▶ Questions on the material
(A) Transcribe the passage of the debate about embryo research and parental consent, starting at "I think I understand you to say that you would allow" and ending at "Fox's Parkinson's Disease??".
(B) Write the next part of the debate about embryo research and parental consent, picking up right after its last sentence.

My bad. You must mean, then, that this is your answer to my question: "For anyone who never reached that stage (embryo, anencephalic, profoundly retarded, etc.), I would delegate the decision to the parents."
Help me out here.
Are you suggesting that you would allow parents to legally sacrifice their own children? Children, as best I recall, are n ot legally capable of giving consent. Healthy children, for instance, cannot legally consent to surgery.
I think I understand you to say that you would allow the parents of embryos to sacrifice those healthy embryos to research.
And I think I understand you to say that you would likewise allow parents to give their consent to have children who have severe birth anomolies (including, perhaps, Downs Syndrome with profound retardation??) also be sacrificed on the altar of scientific research.
But what about healthy children? Should there be any restrictions, in your view, on the right of parents to give their consent to have those human beings sacrificed, if doing so might lead to a cure to Michael J. Fox's Parkinson's Disease??
Embryos do not have the capacity for awareness or sensation, and are thus very different from late-stage fetuses or already born children. The difference may not matter to you, but it matters to a lot of us. It also matters to a creature which is experiencing pain. I certainly think parents are much better suited than the government to decide what to do with their excess embryos.

(Lines drawn from a dataset)
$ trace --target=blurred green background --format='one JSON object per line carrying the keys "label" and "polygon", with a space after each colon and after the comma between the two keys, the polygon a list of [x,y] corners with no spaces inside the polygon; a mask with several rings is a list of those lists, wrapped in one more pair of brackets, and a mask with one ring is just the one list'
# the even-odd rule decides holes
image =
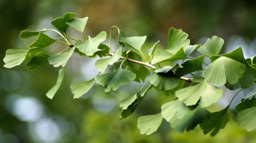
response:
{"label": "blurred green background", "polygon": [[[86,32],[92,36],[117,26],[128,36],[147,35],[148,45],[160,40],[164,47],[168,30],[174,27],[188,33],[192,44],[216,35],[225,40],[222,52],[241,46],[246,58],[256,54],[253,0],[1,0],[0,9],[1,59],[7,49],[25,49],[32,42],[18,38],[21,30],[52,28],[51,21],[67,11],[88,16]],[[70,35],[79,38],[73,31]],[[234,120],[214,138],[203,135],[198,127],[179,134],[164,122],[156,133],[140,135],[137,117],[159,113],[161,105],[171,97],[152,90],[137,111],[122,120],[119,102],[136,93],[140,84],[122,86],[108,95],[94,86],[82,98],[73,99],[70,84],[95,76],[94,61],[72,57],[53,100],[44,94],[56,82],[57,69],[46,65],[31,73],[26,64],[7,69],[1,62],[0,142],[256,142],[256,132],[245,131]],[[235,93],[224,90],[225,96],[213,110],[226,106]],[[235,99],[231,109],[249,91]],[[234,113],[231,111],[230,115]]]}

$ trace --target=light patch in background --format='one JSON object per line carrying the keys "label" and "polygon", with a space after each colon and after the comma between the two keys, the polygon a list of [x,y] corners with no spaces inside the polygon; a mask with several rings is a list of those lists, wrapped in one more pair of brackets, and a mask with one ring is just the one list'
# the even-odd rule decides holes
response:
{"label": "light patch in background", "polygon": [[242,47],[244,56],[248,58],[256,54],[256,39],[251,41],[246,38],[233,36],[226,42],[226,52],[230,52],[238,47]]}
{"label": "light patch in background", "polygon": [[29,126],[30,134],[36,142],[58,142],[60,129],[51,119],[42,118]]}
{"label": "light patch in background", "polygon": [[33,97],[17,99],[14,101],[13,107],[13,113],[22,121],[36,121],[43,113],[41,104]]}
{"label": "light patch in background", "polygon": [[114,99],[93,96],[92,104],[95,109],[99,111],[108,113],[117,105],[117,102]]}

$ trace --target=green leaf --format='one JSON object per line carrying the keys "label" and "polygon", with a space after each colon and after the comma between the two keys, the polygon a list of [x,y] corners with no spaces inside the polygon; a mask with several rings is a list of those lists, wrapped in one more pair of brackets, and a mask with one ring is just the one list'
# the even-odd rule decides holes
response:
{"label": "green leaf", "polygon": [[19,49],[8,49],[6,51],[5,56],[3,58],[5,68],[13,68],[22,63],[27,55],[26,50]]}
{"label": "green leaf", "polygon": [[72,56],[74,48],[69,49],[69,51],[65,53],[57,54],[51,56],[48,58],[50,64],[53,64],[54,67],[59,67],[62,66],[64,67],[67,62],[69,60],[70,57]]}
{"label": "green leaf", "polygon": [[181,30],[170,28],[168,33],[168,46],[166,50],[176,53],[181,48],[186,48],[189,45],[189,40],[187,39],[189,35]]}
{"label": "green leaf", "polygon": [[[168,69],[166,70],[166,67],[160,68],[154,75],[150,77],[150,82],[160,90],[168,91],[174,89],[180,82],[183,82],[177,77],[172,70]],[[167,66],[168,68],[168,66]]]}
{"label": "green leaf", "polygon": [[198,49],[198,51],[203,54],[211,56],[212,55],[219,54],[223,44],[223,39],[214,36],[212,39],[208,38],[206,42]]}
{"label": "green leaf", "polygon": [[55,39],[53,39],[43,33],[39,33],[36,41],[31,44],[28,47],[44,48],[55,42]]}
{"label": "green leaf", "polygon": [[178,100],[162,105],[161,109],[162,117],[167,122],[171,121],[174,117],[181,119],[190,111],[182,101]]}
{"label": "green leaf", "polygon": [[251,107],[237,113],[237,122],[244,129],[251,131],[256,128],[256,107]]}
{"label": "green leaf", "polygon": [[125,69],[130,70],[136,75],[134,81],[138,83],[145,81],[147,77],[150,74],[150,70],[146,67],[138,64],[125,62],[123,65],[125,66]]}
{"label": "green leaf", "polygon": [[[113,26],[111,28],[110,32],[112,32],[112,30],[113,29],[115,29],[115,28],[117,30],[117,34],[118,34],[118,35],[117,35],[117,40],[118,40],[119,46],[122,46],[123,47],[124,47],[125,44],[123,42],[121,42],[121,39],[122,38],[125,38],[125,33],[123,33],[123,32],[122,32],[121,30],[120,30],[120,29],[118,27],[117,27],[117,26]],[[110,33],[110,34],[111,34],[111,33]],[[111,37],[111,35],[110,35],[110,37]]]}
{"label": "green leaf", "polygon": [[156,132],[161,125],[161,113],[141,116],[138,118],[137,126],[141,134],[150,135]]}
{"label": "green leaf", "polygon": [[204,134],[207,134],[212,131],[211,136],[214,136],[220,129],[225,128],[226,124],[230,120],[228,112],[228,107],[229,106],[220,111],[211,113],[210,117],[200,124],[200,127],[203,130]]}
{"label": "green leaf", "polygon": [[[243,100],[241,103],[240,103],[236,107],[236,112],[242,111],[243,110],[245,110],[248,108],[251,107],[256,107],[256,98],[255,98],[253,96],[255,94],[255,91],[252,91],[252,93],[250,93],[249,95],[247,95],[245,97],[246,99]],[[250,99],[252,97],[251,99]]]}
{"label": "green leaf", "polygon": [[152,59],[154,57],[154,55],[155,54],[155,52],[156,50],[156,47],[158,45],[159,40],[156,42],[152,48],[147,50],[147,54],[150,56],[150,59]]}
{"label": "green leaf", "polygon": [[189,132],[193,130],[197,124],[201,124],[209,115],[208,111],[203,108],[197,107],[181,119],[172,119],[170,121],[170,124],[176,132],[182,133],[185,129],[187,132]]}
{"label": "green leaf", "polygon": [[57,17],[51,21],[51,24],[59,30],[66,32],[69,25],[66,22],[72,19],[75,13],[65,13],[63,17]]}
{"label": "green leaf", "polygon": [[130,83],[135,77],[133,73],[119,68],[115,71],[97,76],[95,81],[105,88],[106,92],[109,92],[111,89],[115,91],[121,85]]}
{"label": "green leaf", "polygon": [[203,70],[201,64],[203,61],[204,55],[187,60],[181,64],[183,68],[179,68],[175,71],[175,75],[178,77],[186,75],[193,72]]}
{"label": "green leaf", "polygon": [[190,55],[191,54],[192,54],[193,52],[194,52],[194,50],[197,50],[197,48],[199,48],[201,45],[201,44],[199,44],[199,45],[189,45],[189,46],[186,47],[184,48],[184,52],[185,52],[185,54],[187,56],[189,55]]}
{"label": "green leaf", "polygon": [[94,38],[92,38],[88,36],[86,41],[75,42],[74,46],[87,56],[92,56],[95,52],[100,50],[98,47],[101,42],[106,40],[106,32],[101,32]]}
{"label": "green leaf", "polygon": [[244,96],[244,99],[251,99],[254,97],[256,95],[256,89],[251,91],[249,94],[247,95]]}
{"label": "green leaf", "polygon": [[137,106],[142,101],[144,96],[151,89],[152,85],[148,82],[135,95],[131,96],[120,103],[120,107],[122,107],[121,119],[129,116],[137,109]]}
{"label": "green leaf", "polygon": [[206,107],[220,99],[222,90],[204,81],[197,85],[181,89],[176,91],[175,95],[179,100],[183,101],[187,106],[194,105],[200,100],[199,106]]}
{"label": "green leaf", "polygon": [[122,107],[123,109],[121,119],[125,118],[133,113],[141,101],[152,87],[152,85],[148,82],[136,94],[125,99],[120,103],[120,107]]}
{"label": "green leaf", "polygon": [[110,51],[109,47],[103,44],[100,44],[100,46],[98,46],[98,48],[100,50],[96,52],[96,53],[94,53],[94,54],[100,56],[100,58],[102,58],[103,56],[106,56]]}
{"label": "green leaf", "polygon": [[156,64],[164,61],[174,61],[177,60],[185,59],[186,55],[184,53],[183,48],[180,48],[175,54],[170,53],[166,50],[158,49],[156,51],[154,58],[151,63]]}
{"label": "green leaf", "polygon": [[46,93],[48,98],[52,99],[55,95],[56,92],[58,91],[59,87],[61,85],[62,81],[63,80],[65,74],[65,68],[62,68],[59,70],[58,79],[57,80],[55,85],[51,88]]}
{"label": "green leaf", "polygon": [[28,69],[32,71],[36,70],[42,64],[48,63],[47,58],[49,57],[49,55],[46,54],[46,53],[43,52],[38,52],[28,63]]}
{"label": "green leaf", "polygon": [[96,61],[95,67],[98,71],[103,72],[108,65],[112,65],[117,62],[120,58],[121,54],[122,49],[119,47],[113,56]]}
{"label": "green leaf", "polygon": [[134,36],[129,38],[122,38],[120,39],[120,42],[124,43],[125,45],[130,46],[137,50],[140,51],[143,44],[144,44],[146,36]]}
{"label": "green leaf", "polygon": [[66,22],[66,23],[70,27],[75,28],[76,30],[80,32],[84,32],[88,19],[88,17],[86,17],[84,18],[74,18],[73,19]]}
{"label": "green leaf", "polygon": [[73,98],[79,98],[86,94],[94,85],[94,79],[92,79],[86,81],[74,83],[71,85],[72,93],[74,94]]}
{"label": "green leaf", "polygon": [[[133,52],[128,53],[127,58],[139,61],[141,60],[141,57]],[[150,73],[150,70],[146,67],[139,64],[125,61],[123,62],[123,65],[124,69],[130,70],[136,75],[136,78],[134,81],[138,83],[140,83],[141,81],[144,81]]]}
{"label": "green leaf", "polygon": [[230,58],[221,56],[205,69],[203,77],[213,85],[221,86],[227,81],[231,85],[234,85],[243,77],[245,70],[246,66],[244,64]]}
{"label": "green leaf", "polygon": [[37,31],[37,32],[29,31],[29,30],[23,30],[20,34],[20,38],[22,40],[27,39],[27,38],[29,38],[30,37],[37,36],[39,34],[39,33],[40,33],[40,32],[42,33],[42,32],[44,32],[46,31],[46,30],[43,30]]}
--
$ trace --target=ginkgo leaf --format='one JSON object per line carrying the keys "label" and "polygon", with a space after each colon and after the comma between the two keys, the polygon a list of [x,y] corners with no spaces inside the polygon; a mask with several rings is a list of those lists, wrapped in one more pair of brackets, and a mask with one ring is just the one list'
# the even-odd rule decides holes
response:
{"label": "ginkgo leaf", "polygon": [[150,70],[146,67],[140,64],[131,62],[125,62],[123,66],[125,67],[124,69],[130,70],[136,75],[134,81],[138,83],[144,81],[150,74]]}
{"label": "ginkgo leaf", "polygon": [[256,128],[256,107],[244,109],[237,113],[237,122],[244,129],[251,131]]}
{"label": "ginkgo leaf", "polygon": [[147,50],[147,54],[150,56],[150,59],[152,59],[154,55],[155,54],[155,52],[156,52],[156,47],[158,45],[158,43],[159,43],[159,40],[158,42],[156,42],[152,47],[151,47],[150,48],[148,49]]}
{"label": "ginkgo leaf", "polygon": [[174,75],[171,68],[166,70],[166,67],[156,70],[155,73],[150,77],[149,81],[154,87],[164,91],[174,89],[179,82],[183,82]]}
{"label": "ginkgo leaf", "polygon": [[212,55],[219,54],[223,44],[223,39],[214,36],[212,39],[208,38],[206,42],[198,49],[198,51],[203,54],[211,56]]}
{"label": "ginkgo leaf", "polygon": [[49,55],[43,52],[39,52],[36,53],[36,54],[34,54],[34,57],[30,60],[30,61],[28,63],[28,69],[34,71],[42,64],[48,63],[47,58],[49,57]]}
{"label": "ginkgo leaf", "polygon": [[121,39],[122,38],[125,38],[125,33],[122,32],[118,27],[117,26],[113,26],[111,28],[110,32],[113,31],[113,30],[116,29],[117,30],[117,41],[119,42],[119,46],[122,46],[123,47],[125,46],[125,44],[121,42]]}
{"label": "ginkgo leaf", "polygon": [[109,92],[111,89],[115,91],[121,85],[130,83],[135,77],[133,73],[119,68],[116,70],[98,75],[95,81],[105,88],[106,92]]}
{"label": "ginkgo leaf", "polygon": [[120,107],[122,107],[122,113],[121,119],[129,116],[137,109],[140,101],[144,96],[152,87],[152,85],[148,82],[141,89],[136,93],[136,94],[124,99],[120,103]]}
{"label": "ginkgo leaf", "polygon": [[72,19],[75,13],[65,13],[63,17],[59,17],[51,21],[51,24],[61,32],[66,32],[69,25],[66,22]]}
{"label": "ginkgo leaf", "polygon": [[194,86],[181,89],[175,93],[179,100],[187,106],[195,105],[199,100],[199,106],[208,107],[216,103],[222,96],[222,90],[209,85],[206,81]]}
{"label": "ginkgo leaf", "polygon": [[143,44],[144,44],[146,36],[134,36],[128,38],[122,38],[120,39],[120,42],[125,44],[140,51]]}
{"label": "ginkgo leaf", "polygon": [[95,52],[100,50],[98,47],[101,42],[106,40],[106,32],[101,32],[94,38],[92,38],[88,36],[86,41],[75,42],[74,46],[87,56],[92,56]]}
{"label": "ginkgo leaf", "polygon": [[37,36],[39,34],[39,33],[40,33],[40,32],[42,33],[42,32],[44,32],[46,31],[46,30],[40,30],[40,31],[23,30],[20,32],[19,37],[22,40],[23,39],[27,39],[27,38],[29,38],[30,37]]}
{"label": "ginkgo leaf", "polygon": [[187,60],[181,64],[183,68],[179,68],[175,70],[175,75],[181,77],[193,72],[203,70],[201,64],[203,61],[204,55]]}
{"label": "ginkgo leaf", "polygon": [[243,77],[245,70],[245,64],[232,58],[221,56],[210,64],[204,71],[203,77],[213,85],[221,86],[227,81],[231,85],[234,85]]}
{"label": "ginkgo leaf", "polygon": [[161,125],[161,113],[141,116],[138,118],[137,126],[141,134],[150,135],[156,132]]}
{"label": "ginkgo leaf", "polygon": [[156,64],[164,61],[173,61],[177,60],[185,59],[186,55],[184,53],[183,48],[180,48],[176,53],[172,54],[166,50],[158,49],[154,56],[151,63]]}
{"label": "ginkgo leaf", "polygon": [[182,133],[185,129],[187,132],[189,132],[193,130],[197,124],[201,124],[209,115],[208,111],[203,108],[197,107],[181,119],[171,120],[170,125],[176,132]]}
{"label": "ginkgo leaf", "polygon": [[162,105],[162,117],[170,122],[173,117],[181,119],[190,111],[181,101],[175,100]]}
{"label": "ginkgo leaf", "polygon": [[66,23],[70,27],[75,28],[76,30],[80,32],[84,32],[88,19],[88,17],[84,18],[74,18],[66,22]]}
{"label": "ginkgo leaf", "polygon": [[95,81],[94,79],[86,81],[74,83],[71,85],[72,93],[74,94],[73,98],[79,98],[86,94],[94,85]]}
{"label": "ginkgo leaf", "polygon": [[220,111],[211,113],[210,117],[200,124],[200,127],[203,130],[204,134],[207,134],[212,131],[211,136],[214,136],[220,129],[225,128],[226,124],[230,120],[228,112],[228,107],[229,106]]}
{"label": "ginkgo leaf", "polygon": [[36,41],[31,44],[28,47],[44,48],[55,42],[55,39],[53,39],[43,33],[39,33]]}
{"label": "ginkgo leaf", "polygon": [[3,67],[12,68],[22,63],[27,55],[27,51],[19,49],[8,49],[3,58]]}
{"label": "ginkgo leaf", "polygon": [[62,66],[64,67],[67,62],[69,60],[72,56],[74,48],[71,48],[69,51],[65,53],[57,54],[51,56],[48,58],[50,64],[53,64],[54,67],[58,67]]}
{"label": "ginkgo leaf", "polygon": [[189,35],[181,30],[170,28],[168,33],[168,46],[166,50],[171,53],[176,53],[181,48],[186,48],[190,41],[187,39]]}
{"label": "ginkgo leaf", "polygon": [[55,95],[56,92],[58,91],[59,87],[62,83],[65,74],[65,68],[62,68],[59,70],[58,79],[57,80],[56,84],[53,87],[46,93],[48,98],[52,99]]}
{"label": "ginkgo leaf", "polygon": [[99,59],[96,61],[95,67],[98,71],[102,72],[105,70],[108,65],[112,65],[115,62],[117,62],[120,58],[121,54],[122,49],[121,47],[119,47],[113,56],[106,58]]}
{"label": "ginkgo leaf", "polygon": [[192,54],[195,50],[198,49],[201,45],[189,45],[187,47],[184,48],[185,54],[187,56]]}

▶ Per-task answers
(A)
I think I understand you to say that you would allow the parents of embryos to sacrifice those healthy embryos to research.
And I think I understand you to say that you would likewise allow parents to give their consent to have children who have severe birth anomolies (including, perhaps, Downs Syndrome with profound retardation??) also be sacrificed on the altar of scientific research.
But what about healthy children? Should there be any restrictions, in your view, on the right of parents to give their consent to have those human beings sacrificed, if doing so might lead to a cure to Michael J. Fox's Parkinson's Disease??

(B)
I would also be happy to let parents decide what to do with full-term anencephalic babies, some of whom have a partial brainstem and thus don't immediately qualify as clinically brain-dead, but who have no possibility of ever developing awareness or sensation, and will inevitably die shortly. If parents want to hasten the death of these unfortunate creatures, in order to maximize the number of lives that may saved with their organs, that should be their prerogative, as the infant in question will never be in a position to consent or not consent.
We have to be willing to make some value judgements. It's just a cop-out to insist on reducing all the tremendous complexities of life to black-and-white. The animal rights extremists do this cop-out. According to them, since animals cannot comprehend medical research and thus cannot consent to be used in it, we may never use an animal in research (much less for food), no matter how great the good that might come of it, nor how minimal the suffering might be for any particular research project. In my book, the embryo rights extremists are just as irrational and impractical as the animal rights extremists.